**PAGE EXTRACT:**
Adrenal insufficiency is the deficiency of hormones produced by the adrenal gland cortex. It has a prevalence of 5 out of 10,000 individuals in the general population [1]. The most common cause is autoimmune disease, accounting for 70% to 90%. The rest consists of infectious, neoplastic, hemorrhagic, drug, and hereditary causes such as adrenoleukodystrophy (ALD) or adrenomyeloneuropathy (AMN) [2].

Adrenal insufficiency in ALD occurs by mutations in the ABCD1 gene that leads to the accumulation of lipid inclusions represented by very long chain fatty acids (VLCFA) in adrenal tissue. This excess of VLCFA causes altered adrenal cortex response to ACTH stimulation, increased adrenal cellular apoptosis and reduced cholesterol available for cortisol and androgen steroidogenesis. In young men, the presence of adrenal insufficiency should raise the possibility of adrenoleukodystrophy or adrenomyeloneuropathy as the cause of the disease. The diagnosis of ALD can be made biochemically before the appearance of histopathological changes and consequent hormonal deficiency [3].

Approximately two thirds of male patients have evident or subclinical adrenal insufficiency and a smaller proportion have associated gonadal dysfunction. Neurological abnormalities may appear before adrenal insufficiency, but up to 60% of patients have no neurological symptoms at the time of diagnosis of adrenal insufficiency [4].

The diagnosis is based on the measurement of VLCFA plasma levels, which allow the identification of 100% of affected men and 80% - 95% of heterozygous women. Because of the false negative results, it is obligatory to look for a mutation in the ABCD1 gene in all women at risk of being heterozygous for ALD [5]. Allogeneic bone marrow transplantation is the only treatment that provides a permanent cure for the disease. This procedure is performed at an early stage of brain demyelination, that is, when patients are asymptomatic, although brain MRI is abnormal. Treatment of Addison’s disease is obligatory and life-saving, but does not change the course of neurological symptoms. Dietary therapy failed to halt neurological progression in cerebral ALD and AMN [6].

**WHAT NEEDS TO BE DONE:**
Copy out the full passage on adrenal insufficiency and adrenoleukodystrophy word for word.

**Stored data entries:**
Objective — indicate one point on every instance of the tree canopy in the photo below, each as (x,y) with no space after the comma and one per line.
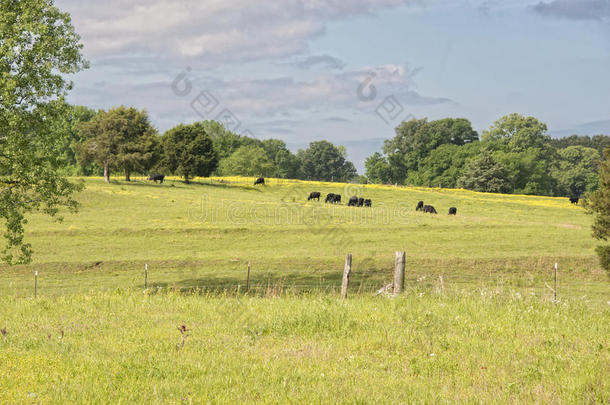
(248,161)
(188,151)
(122,139)
(324,161)
(38,47)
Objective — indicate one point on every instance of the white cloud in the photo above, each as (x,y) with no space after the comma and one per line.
(575,10)
(218,30)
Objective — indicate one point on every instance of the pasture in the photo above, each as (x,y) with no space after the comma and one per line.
(477,322)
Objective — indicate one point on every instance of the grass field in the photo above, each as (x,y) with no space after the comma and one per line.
(477,322)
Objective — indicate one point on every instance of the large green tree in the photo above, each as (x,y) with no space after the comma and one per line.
(286,163)
(576,172)
(188,151)
(324,161)
(248,161)
(522,145)
(377,169)
(38,46)
(122,139)
(416,139)
(485,174)
(599,204)
(69,124)
(444,165)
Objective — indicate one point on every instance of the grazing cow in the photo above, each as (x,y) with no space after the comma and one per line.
(156,177)
(429,209)
(314,195)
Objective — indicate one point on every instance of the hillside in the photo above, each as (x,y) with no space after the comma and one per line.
(202,235)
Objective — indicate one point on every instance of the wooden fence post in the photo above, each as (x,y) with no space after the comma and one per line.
(346,272)
(399,272)
(555,293)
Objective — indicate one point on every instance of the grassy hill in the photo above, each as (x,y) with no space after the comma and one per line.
(477,323)
(202,236)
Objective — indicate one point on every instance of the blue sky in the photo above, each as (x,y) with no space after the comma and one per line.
(347,70)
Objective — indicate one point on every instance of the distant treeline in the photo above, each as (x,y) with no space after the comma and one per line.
(123,140)
(515,155)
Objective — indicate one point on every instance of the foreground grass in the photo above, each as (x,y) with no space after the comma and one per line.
(476,347)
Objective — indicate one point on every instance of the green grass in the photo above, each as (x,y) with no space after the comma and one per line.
(478,296)
(495,239)
(125,347)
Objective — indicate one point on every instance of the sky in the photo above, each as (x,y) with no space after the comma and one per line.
(348,71)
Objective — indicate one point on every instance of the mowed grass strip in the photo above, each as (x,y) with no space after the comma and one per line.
(201,236)
(479,347)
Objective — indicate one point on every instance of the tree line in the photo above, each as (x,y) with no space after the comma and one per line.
(515,155)
(123,140)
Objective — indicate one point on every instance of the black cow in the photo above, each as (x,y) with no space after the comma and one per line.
(156,177)
(429,209)
(314,195)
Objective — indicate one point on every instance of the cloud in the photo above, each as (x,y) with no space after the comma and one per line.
(320,61)
(250,100)
(217,31)
(575,10)
(340,90)
(336,120)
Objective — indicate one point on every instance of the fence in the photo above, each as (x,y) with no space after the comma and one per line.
(255,284)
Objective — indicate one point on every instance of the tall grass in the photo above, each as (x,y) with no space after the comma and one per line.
(129,347)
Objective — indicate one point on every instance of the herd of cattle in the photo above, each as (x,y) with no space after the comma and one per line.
(332,198)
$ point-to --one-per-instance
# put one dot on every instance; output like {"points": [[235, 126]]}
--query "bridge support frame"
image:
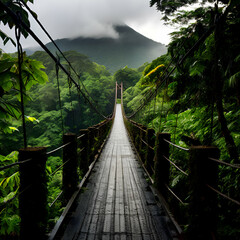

**RESPONSE AREA:**
Adrenal insufficiency is the deficiency of hormones produced by the adrenal gland cortex. It has a prevalence of 5 out of 10,000 individuals in the general population [1]. The most common cause is autoimmune disease, accounting for 70% to 90%. The rest consists of infectious, neoplastic, hemorrhagic, drug, and hereditary causes such as adrenoleukodystrophy (ALD) or adrenomyeloneuropathy (AMN) [2].

Adrenal insufficiency in ALD occurs by mutations in the ABCD1 gene that leads to the accumulation of lipid inclusions represented by very long chain fatty acids (VLCFA) in adrenal tissue. This excess of VLCFA causes altered adrenal cortex response to ACTH stimulation, increased adrenal cellular apoptosis and reduced cholesterol available for cortisol and androgen steroidogenesis. In young men, the presence of adrenal insufficiency should raise the possibility of adrenoleukodystrophy or adrenomyeloneuropathy as the cause of the disease. The diagnosis of ALD can be made biochemically before the appearance of histopathological changes and consequent hormonal deficiency [3].

Approximately two thirds of male patients have evident or subclinical adrenal insufficiency and a smaller proportion have associated gonadal dysfunction. Neurological abnormalities may appear before adrenal insufficiency, but up to 60% of patients have no neurological symptoms at the time of diagnosis of adrenal insufficiency [4].

The diagnosis is based on the measurement of VLCFA plasma levels, which allow the identification of 100% of affected men and 80% - 95% of heterozygous women. Because of the false negative results, it is obligatory to look for a mutation in the ABCD1 gene in all women at risk of being heterozygous for ALD [5]. Allogeneic bone marrow transplantation is the only treatment that provides a permanent cure for the disease. This procedure is performed at an early stage of brain demyelination, that is, when patients are asymptomatic, although brain MRI is abnormal. Treatment of Addison’s disease is obligatory and life-saving, but does not change the course of neurological symptoms. Dietary therapy failed to halt neurological progression in cerebral ALD and AMN [6].